PROMPT: Return the material exactly. Every line must stay as it is.
========
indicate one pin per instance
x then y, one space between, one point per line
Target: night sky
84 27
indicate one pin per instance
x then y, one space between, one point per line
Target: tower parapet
========
EXERCISE OUTPUT:
indicate one pin per instance
x then y, one space between, one point per line
Target: night sky
84 27
indicate one pin per instance
x then y, one space between, one point per line
Target: tower parapet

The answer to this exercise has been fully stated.